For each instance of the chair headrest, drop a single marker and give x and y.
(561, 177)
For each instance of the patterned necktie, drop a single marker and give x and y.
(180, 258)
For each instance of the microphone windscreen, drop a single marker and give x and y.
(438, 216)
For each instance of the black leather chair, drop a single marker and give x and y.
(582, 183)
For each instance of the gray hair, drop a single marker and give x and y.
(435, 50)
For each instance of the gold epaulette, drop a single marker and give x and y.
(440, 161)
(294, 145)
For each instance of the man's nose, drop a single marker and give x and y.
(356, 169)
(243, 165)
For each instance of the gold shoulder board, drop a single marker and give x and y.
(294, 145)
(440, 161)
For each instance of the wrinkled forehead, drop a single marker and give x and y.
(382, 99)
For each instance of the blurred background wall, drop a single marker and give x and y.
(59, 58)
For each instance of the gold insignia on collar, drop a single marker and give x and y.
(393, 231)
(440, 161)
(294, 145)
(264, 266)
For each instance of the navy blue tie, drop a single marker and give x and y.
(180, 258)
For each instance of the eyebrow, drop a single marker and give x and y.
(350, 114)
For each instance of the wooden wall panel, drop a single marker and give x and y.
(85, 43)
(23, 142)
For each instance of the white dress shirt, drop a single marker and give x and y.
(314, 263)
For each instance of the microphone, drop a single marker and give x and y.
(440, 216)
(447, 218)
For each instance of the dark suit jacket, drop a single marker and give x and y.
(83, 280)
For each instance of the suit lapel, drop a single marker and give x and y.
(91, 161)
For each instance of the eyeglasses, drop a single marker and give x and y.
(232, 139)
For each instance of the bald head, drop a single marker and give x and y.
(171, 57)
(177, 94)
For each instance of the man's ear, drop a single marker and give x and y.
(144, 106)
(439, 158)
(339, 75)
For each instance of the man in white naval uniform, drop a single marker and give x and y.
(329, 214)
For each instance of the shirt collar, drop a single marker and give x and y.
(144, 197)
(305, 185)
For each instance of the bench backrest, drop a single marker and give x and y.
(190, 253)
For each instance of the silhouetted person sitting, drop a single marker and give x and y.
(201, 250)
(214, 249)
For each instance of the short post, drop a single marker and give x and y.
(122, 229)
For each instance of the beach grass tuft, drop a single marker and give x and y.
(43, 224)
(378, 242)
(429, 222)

Your instructions: Return the records given above in their entirety, word for word.

Solution to the exercise:
For each instance of the chair headrest, drop a single marker and give x and y.
(561, 177)
For each instance of the patterned necktie, drop a single marker and give x and y.
(180, 258)
For each instance of the microphone windscreen, drop a single marker and give x and y.
(438, 216)
For each instance of the black leather chair, drop a single marker and give x and y.
(582, 183)
For each instance of the gray hair, drop a single marker and give x and y.
(435, 50)
For each instance of the gold epaulette, drop a single marker and give x and y.
(440, 161)
(294, 145)
For each instance of the man's nose, drop a single marker and give x and y.
(356, 169)
(243, 165)
For each instance of the gold shoulder board, drop a single marker and give x and y.
(294, 145)
(440, 161)
For each instance of the wrinkled forehead, drop a single marker and give x and y.
(382, 99)
For each instance of the blurred background wall, drop a single marker and give x and y.
(59, 58)
For each instance of the gold insignia on collar, drop a single marker and give x and y.
(393, 231)
(440, 161)
(294, 145)
(264, 266)
For each instance of the navy blue tie, drop a single marker and give x and y.
(180, 258)
For each instance of the eyebrow, drop a single marker and give x and y.
(350, 114)
For each instance of the wooden wall panel, drop a single marker and give x and y.
(85, 43)
(23, 142)
For each instance of the white dress shirt, drop a single marker and give x and y.
(314, 263)
For each instance of the microphone, drop a single marker and give x and y.
(440, 216)
(447, 218)
For each instance of the dark suit jacket, drop a single marker and give x and y.
(83, 280)
For each instance of the suit lapel, drop a single marker and give x and y.
(91, 161)
For each instance of the eyeglasses, drop a single marker and give x and y.
(232, 139)
For each instance of the bald head, drop a single marker and give x and y.
(171, 57)
(177, 94)
For each instance of the man's ear, drop a single marker and give x and y.
(144, 106)
(439, 158)
(339, 75)
For each instance of the man in white naval uniform, drop a single marker and give x and y.
(329, 214)
For each instance of the shirt collar, drop a single marker and give x and y.
(144, 197)
(305, 185)
For each instance of the bench backrest, drop a single marker and give x and y.
(190, 253)
For each instance of the silhouetted person sitting, drop a single marker and give x and y.
(201, 250)
(214, 249)
For each instance of the short post, drop a single marker and give x and y.
(122, 229)
For each instance of the beach grass tuft, drop a single marker and give x and y.
(43, 224)
(378, 242)
(429, 222)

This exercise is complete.